[Set exercise]: Write out every line of the material exactly as it appears.

━━━ Task input

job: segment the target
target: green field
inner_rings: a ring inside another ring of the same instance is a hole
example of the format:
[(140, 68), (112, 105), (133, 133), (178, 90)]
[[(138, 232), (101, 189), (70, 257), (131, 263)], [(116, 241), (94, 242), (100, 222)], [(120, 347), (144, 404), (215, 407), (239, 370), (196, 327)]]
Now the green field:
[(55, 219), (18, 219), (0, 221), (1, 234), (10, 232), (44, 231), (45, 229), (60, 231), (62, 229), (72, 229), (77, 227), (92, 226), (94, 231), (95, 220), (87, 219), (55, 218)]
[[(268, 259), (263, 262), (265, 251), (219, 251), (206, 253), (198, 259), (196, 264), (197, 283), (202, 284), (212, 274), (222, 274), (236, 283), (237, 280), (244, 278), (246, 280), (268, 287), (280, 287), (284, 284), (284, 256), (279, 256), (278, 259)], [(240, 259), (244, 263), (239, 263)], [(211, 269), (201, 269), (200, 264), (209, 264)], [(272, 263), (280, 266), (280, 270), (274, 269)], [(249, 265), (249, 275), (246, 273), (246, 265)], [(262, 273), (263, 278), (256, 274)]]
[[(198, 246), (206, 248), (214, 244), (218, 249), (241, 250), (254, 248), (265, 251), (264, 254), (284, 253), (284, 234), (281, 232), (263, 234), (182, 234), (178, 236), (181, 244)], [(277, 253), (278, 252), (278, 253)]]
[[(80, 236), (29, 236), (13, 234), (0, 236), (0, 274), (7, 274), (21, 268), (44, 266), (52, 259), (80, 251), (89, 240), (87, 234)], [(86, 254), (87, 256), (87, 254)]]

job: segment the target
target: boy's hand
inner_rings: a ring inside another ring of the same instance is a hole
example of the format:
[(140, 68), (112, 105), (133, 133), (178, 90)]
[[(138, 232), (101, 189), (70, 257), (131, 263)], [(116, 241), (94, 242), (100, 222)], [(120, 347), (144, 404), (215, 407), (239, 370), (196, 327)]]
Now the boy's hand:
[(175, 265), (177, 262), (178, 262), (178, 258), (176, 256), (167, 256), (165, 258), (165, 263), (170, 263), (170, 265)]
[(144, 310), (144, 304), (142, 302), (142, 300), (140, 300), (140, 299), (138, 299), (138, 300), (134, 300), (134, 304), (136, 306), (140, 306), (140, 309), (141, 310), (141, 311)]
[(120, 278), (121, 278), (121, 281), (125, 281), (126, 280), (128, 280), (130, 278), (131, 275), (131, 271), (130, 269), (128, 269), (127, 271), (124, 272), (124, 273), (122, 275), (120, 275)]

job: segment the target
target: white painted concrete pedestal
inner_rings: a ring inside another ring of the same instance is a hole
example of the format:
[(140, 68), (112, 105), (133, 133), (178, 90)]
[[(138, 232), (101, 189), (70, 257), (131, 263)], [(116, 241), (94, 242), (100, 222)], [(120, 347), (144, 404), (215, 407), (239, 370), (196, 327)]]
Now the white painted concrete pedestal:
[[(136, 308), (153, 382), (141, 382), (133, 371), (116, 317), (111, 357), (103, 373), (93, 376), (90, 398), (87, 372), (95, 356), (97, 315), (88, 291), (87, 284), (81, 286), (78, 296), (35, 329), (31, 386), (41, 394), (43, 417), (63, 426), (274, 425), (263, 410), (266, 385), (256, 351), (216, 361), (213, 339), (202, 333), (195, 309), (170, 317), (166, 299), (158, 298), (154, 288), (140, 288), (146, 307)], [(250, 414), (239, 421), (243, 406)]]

━━━━━━

[Result for this exercise]:
job: segment the target
target: green field
inner_rings: a ring inside another ring of the same instance is a hole
example of the format:
[(140, 68), (112, 105), (133, 133), (178, 90)]
[[(138, 232), (101, 189), (70, 257), (131, 263)], [(116, 241), (94, 242), (100, 222)], [(120, 347), (144, 404), (215, 407), (239, 370), (196, 327)]]
Now the green field:
[(55, 219), (18, 219), (0, 221), (1, 234), (10, 232), (44, 231), (45, 229), (60, 231), (62, 229), (72, 229), (77, 227), (92, 226), (94, 231), (95, 220), (87, 219), (55, 218)]
[[(268, 259), (263, 262), (265, 251), (219, 251), (206, 253), (198, 259), (196, 264), (197, 283), (202, 284), (212, 274), (222, 274), (236, 283), (237, 280), (244, 278), (246, 280), (268, 287), (280, 287), (284, 284), (284, 256), (279, 256), (278, 259)], [(240, 259), (244, 263), (239, 263)], [(211, 269), (201, 269), (200, 264), (209, 264)], [(272, 263), (280, 266), (280, 270), (274, 269)], [(249, 265), (249, 275), (246, 273), (246, 265)], [(262, 273), (263, 278), (256, 274)]]
[[(198, 246), (206, 248), (214, 244), (218, 249), (241, 250), (254, 248), (265, 251), (264, 254), (284, 253), (284, 234), (281, 232), (263, 234), (182, 234), (178, 236), (181, 244)], [(277, 253), (278, 252), (278, 253)]]
[[(80, 236), (29, 236), (13, 234), (0, 236), (0, 274), (7, 274), (21, 268), (44, 266), (52, 259), (80, 251), (89, 240), (87, 234)], [(86, 254), (87, 256), (87, 254)]]

job: segment the target
target: boy's hand
inner_rings: a ring inside another ring of the same instance is a hole
example of the format:
[(140, 68), (112, 105), (133, 133), (178, 90)]
[[(138, 232), (101, 189), (70, 257), (131, 263)], [(116, 241), (94, 242), (100, 222)], [(120, 347), (144, 404), (215, 407), (239, 370), (196, 327)]]
Now the boy's hand:
[(175, 265), (177, 262), (178, 262), (178, 258), (176, 256), (167, 256), (165, 258), (165, 263), (170, 263), (170, 265)]
[(144, 310), (144, 304), (142, 302), (142, 300), (140, 300), (140, 299), (138, 299), (138, 300), (134, 300), (134, 304), (136, 306), (140, 306), (140, 309), (141, 310), (141, 311)]
[(120, 278), (121, 278), (121, 281), (125, 281), (126, 280), (128, 280), (130, 278), (131, 275), (131, 271), (130, 269), (128, 269), (127, 271), (124, 272), (124, 273), (122, 275), (120, 275)]

job: segment the target
target: white painted concrete pedestal
inner_rings: a ring inside another ring of the same instance is a hole
example of the format:
[(140, 68), (112, 105), (133, 133), (178, 90)]
[[(138, 232), (101, 189), (70, 257), (131, 263)], [(116, 241), (94, 242), (100, 222)], [(120, 347), (144, 404), (215, 407), (239, 370), (196, 327)]]
Now the white painted concrete pedestal:
[[(136, 308), (153, 382), (141, 382), (133, 371), (116, 317), (111, 357), (103, 373), (93, 376), (90, 398), (87, 372), (95, 356), (97, 315), (88, 291), (87, 284), (81, 286), (78, 296), (35, 329), (31, 386), (41, 394), (43, 417), (63, 426), (274, 425), (263, 410), (266, 385), (256, 351), (216, 361), (213, 339), (202, 333), (195, 309), (170, 317), (166, 299), (158, 298), (154, 288), (140, 288), (146, 307)], [(250, 414), (239, 421), (243, 406)]]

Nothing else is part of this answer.